PROBLEM TO SOLVE: Return every line of the listing below word for word, and leave the pictures out of your copy.

GIVEN DATA:

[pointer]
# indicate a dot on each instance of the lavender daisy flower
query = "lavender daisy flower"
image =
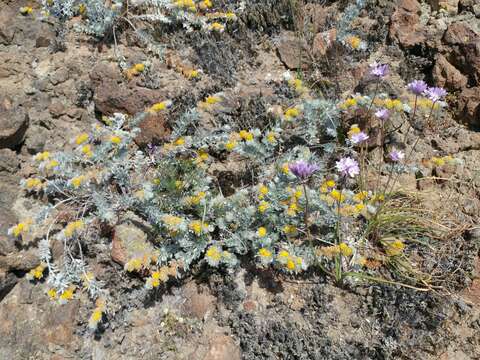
(417, 87)
(383, 114)
(348, 167)
(358, 137)
(396, 155)
(302, 169)
(435, 93)
(379, 70)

EXPECTED OUTPUT:
[pointer]
# indicate a dot on each instance of the lavender daisy flower
query = "lavender daisy flower"
image =
(417, 87)
(383, 114)
(348, 167)
(358, 137)
(396, 155)
(302, 169)
(435, 93)
(379, 70)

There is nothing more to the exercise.